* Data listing
____________

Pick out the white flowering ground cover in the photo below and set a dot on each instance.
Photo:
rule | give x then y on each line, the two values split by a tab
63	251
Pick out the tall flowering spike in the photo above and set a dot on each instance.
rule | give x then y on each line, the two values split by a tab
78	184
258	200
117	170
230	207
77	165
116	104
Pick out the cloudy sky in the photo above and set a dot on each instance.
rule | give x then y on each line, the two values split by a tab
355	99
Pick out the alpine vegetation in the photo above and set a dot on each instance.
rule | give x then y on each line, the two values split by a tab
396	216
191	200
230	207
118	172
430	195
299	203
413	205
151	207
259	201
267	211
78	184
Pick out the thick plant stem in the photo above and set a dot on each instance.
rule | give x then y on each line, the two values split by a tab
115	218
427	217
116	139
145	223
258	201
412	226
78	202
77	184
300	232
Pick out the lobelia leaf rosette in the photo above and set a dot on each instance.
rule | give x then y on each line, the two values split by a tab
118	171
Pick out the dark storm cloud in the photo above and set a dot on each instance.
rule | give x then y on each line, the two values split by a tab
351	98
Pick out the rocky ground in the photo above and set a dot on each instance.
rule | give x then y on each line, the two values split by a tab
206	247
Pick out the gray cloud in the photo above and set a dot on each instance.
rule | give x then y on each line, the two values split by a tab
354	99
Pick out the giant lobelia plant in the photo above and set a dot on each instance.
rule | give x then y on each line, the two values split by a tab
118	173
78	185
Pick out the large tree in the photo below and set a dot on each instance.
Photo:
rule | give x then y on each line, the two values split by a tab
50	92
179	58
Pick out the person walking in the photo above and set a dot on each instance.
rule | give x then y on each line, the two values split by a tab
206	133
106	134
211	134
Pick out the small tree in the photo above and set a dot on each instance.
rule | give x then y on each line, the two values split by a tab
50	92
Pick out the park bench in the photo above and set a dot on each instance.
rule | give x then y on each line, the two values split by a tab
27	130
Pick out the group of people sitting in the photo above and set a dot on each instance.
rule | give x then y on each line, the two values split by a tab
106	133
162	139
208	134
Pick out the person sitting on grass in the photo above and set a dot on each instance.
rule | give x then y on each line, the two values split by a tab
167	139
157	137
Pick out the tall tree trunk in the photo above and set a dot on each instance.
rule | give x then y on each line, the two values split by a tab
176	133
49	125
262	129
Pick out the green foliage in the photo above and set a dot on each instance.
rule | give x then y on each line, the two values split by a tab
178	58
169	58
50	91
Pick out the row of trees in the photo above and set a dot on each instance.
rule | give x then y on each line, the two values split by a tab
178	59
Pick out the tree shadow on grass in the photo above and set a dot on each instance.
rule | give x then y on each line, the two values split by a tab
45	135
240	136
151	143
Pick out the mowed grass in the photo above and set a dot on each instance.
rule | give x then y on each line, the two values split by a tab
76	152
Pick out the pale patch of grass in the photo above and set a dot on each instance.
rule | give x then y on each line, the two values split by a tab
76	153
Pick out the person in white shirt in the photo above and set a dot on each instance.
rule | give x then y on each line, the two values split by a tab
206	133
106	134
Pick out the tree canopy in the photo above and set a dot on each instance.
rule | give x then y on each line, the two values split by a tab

____________

Retype the data listing above word for word, keeping every line in its original order.

Pick out the white flowering ground cover in the photo below and set a dot on each instance.
Photo:
rule | give x then y on each line, the two values split by a tab
63	251
Pick out the tall flowering spike in the photo above and set a dot on each instance.
rule | give x then y on each line, the two values split by a tab
78	184
258	200
117	170
230	207
77	165
116	104
Pick out the cloudy sky in the photo above and set a dot on each instance.
rule | give x then y on each line, the two values split by a tab
355	99
Pick out the alpine vegetation in the photo above and set a dot on each instance.
rule | give x then y on each line, the two values split by a tab
396	216
191	200
230	207
118	172
430	195
299	203
413	205
151	207
259	201
267	211
78	184
Pick out the thick plant stem in the photo above and set a dot on each instance.
rule | give x then y on each line, the two values split by a tab
115	218
427	217
116	139
145	223
258	201
412	226
78	202
77	184
300	232
Pick out the lobelia leaf rosette in the photo above and set a dot on each instance.
rule | give x then y on each line, the two values split by a tab
118	171
Pick out the dark storm cloud in the photo above and set a dot on each instance.
rule | give x then y on each line, the two values split by a tab
351	98
Pick out the rocky ground in the photo above and set a dot on each instance.
rule | give x then y on each line, the two values split by a tab
206	247
Pick out the gray cloud in the photo above and set a dot on each instance.
rule | give x then y on each line, the two values split by a tab
354	99
Pick out the giant lobelia plant in the photo above and set a dot on each instance.
rule | give x then y on each line, the two values split by a tab
118	173
78	185
Pick out the large tree in the photo below and set a dot on each instance.
Photo:
rule | give x then y on each line, the two values split by a tab
50	92
179	58
Pick out the person walking in the photo above and set a dot on each instance.
rule | give x then y on each line, the two values split by a tab
206	133
106	134
211	134
Pick out the small tree in the photo above and set a dot on each instance.
rule | give x then y on each line, the two values split by a tab
50	92
Pick out the park bench in the photo above and set a dot on each instance.
rule | give x then y on each line, the two values split by a tab
27	130
Pick out the group of people sitting in the photo above and set a dot on each instance.
rule | give x then y on each line, the two values split by a tab
106	133
162	139
208	134
Pick out the person sitting on grass in the photo above and set a dot on each instance.
rule | give x then y on each line, the two values split by a tab
167	139
157	137
Pick out the tall tree trunk in the photo above and set a dot on each instance.
rule | give x then y on each line, the two values split by a tab
176	133
49	125
262	129
Pick out the green foliage in the photo above and set a dot on each instance.
rule | give x then y on each line, the two values split by a tab
178	58
169	58
50	91
Pick out the row of trees in the photo above and set a dot on each instance.
rule | give x then y on each line, the two values split by a tab
178	59
Pick out the tree shadow on grass in the photo above and set a dot on each instance.
rule | give x then y on each line, the two values split by a tab
45	135
240	136
151	143
Pick out the mowed grass in the photo above and set a dot on each instance.
rule | give x then y on each line, the two values split by a tab
76	152
Pick out the pale patch of grass in the photo above and set a dot on each instance.
rule | give x then y on each line, the two values split by a tab
76	153
Pick out the person in white shirt in the photo above and set a dot on each instance.
rule | give x then y on each line, the two values split by a tab
206	133
106	134
Pick out the tree canopy in the photo above and set a dot on each instance.
rule | give x then y on each line, the two values split by a tab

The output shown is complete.